[How to complete this task]
What you give back must match the records below exactly, apart from the pictures, which are omitted.

[Data excerpts]
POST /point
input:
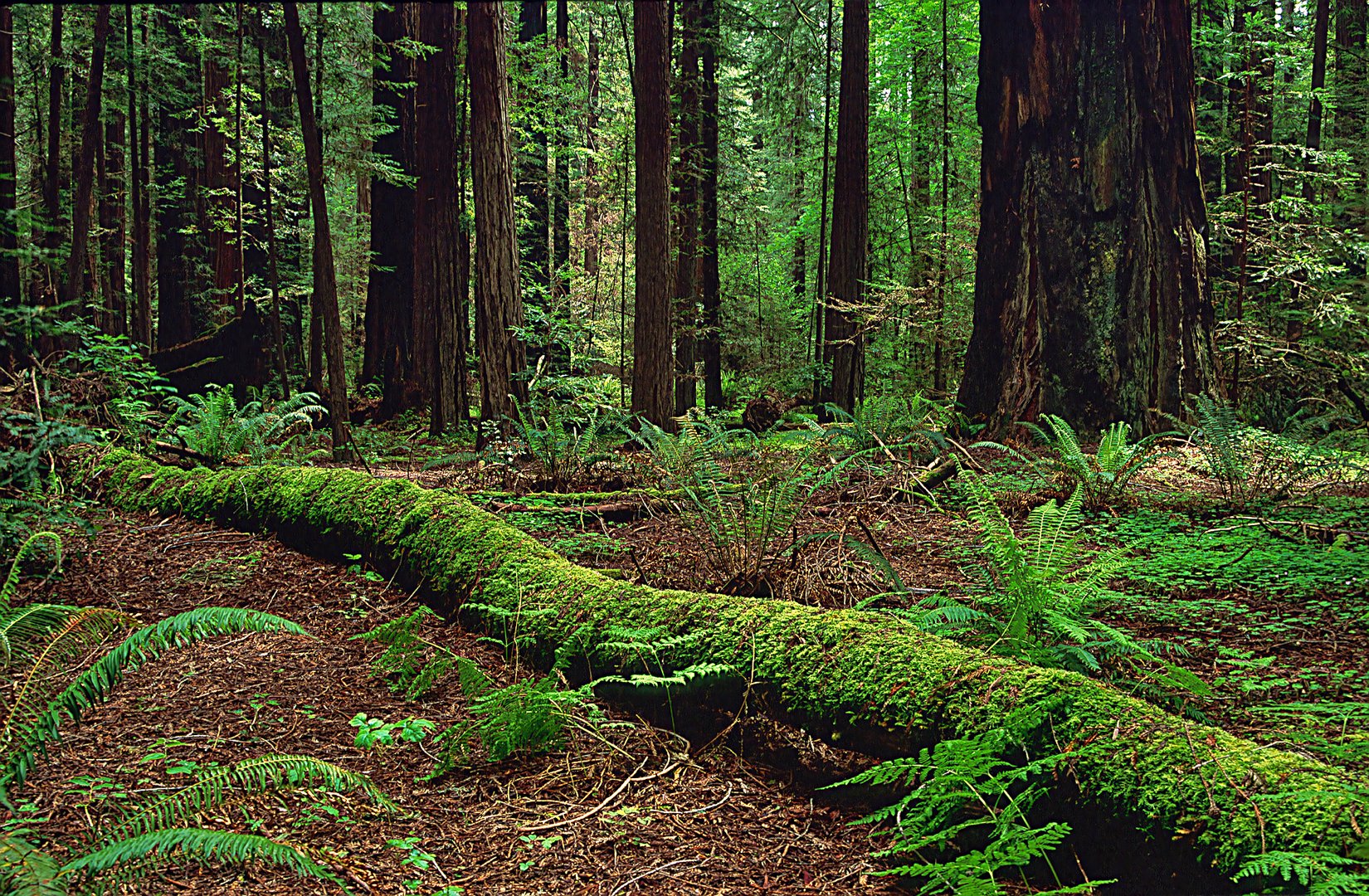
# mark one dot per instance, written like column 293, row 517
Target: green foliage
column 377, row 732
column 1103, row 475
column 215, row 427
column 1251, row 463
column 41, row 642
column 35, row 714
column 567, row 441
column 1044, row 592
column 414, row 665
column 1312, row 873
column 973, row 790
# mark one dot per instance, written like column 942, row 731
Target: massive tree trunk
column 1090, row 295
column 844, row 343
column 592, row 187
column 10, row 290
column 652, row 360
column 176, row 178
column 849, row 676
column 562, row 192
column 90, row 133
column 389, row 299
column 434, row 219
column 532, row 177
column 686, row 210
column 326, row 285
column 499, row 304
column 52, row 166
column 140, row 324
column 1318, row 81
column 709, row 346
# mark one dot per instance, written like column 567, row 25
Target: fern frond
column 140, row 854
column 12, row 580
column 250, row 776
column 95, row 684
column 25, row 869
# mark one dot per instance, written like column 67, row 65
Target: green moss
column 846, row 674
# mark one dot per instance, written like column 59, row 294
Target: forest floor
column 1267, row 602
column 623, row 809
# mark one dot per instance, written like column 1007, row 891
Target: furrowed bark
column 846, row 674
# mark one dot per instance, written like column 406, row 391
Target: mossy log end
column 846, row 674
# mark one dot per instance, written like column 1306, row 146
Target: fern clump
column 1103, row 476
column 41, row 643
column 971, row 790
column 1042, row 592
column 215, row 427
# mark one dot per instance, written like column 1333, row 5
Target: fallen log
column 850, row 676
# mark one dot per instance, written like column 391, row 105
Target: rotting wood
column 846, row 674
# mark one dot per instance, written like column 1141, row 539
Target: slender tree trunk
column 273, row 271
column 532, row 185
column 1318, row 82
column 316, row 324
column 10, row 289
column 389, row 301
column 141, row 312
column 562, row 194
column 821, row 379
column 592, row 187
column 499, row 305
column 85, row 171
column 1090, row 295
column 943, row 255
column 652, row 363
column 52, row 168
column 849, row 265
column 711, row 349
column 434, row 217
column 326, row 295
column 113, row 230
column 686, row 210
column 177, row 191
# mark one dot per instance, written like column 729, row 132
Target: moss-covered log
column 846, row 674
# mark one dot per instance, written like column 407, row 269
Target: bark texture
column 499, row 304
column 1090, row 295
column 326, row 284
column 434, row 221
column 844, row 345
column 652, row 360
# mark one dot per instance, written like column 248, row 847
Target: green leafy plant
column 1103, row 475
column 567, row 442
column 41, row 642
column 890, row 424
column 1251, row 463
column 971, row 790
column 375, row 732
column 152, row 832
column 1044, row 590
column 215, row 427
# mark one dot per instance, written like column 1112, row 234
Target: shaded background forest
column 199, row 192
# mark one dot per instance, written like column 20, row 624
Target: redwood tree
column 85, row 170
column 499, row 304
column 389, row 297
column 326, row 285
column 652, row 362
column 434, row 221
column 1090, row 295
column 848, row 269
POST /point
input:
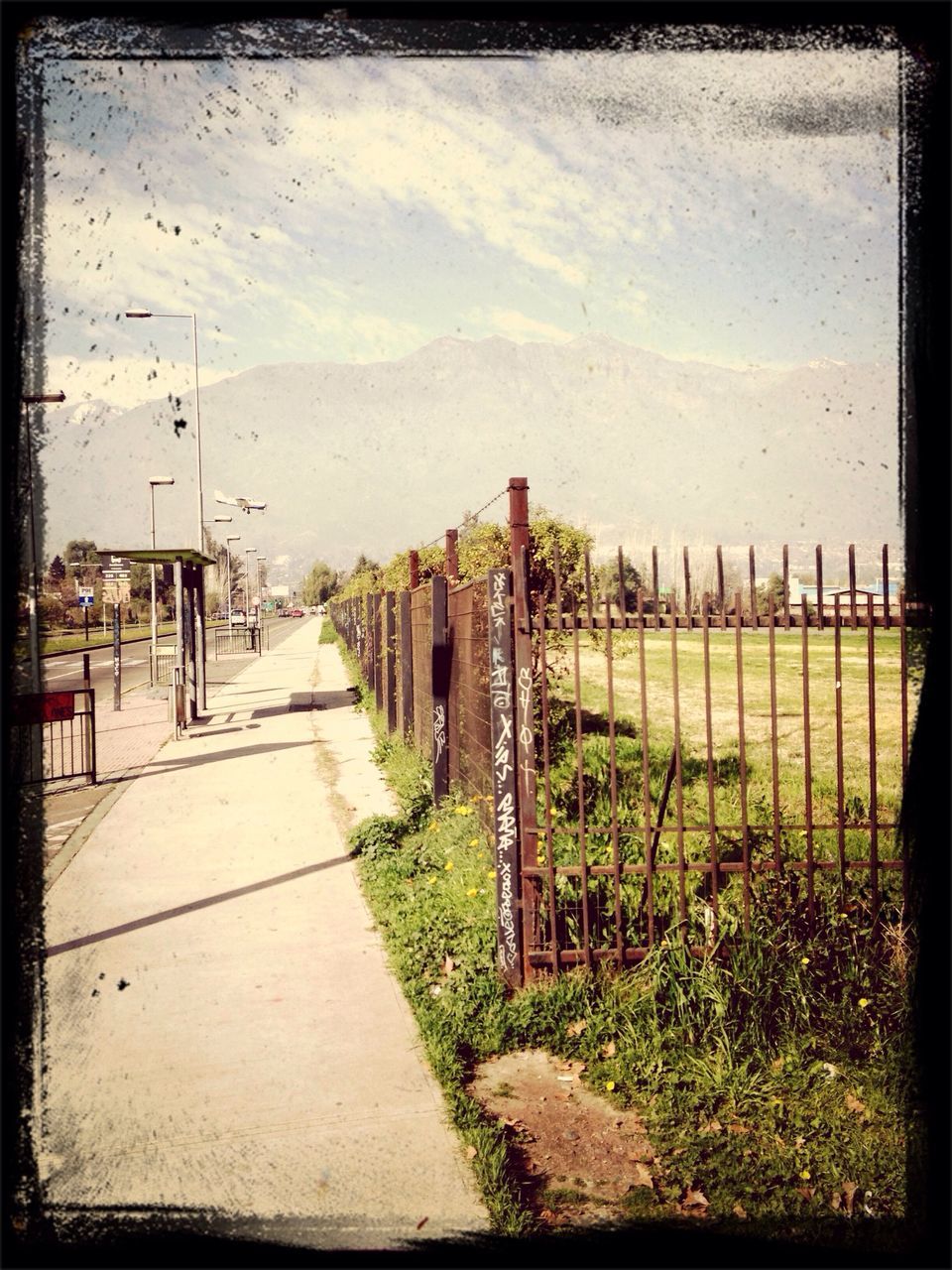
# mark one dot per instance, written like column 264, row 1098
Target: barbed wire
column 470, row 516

[Written response]
POST /point
input:
# mark one dot per instance, written like column 293, row 517
Target: green foliage
column 377, row 732
column 1103, row 475
column 215, row 427
column 1251, row 463
column 41, row 642
column 35, row 714
column 567, row 441
column 1044, row 592
column 414, row 665
column 1312, row 873
column 973, row 790
# mark one dot per instance, written like column 942, row 731
Target: massive tree trunk
column 1090, row 295
column 844, row 343
column 592, row 187
column 10, row 290
column 652, row 360
column 176, row 178
column 849, row 676
column 562, row 192
column 90, row 133
column 389, row 299
column 434, row 219
column 532, row 177
column 686, row 210
column 326, row 285
column 499, row 304
column 52, row 166
column 140, row 324
column 1318, row 81
column 709, row 346
# mark one dot per instance, written like column 567, row 25
Target: fern frond
column 140, row 854
column 12, row 580
column 250, row 776
column 95, row 684
column 25, row 869
# mark one dot per instance, written like column 67, row 65
Target: green moss
column 846, row 674
# mark one dot per instance, written like column 59, row 294
Target: forest floor
column 1267, row 602
column 623, row 809
# mark one dot per instance, written like column 1007, row 891
Target: furrowed bark
column 846, row 674
# mark one dot per instance, written like column 406, row 391
Target: mossy log end
column 846, row 674
# mark one dot per instance, written like column 1306, row 146
Target: fern clump
column 1103, row 476
column 41, row 643
column 971, row 790
column 1042, row 592
column 215, row 427
# mark one dot per instance, written like column 1333, row 5
Target: fallen log
column 850, row 676
# mark one dot per instance, written like column 391, row 105
Target: rotting wood
column 846, row 674
# mark one dot per instance, written like column 1141, row 539
Target: slender tree trunk
column 273, row 271
column 532, row 185
column 1318, row 82
column 316, row 324
column 10, row 289
column 389, row 301
column 141, row 312
column 562, row 194
column 821, row 379
column 592, row 187
column 499, row 305
column 85, row 171
column 1090, row 295
column 943, row 255
column 652, row 363
column 52, row 168
column 849, row 265
column 711, row 349
column 434, row 217
column 326, row 295
column 113, row 230
column 686, row 210
column 177, row 191
# mark one dot per instance, written like column 729, row 132
Target: moss-covered log
column 846, row 674
# mark one dot per instance, written like column 407, row 269
Target: bark texture
column 499, row 304
column 1090, row 295
column 326, row 284
column 434, row 221
column 844, row 345
column 652, row 360
# mark one dot per instance, written like column 248, row 847
Target: green leafy plant
column 1103, row 475
column 567, row 442
column 41, row 642
column 890, row 424
column 1251, row 463
column 971, row 790
column 375, row 732
column 152, row 832
column 1044, row 590
column 215, row 427
# mark one dot per instance, written like column 1112, row 234
Target: shaded background forest
column 199, row 192
# mark one dot per instance, written like column 20, row 624
Target: redwood tree
column 85, row 170
column 499, row 304
column 389, row 297
column 326, row 285
column 652, row 362
column 434, row 221
column 1090, row 295
column 848, row 269
POST /point
input:
# mark one dot per instance, written like column 264, row 1098
Target: barbed wire
column 470, row 516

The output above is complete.